Exercise
Rewrite all the records below with every "dot" changed to "point" and everything else kept the same. Leave out the pictures.

--- begin Given information ---

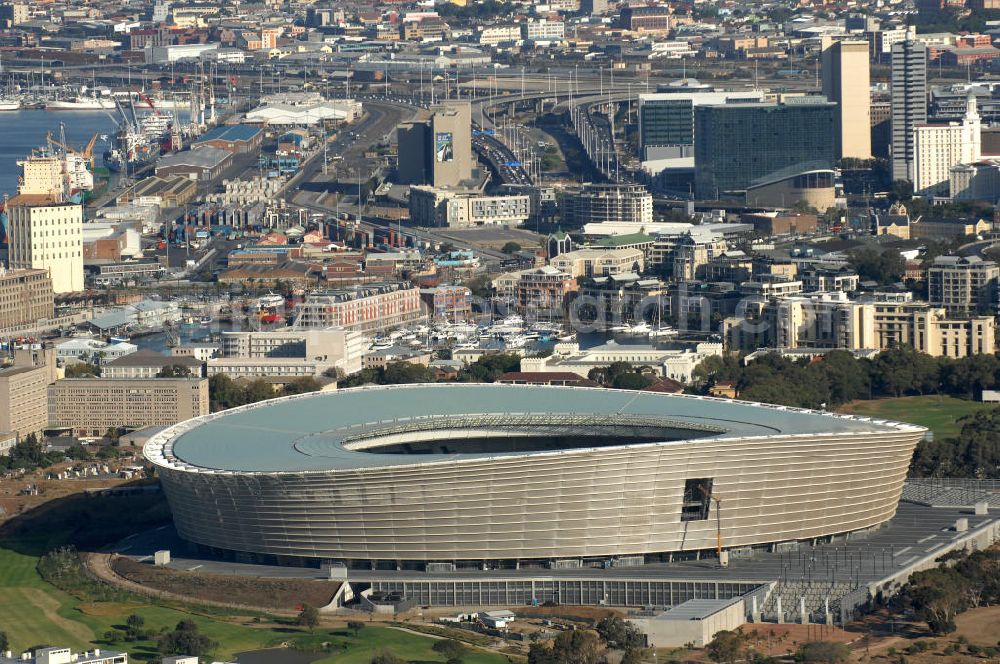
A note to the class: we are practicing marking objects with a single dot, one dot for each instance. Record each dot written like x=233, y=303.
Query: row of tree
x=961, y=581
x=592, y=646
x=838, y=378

--- end Given information ---

Answer to this problem
A note to the class: we are practicing marking objects with a single point, one point for each instance. Record each point written like x=233, y=303.
Query: row of tree
x=961, y=581
x=592, y=646
x=838, y=378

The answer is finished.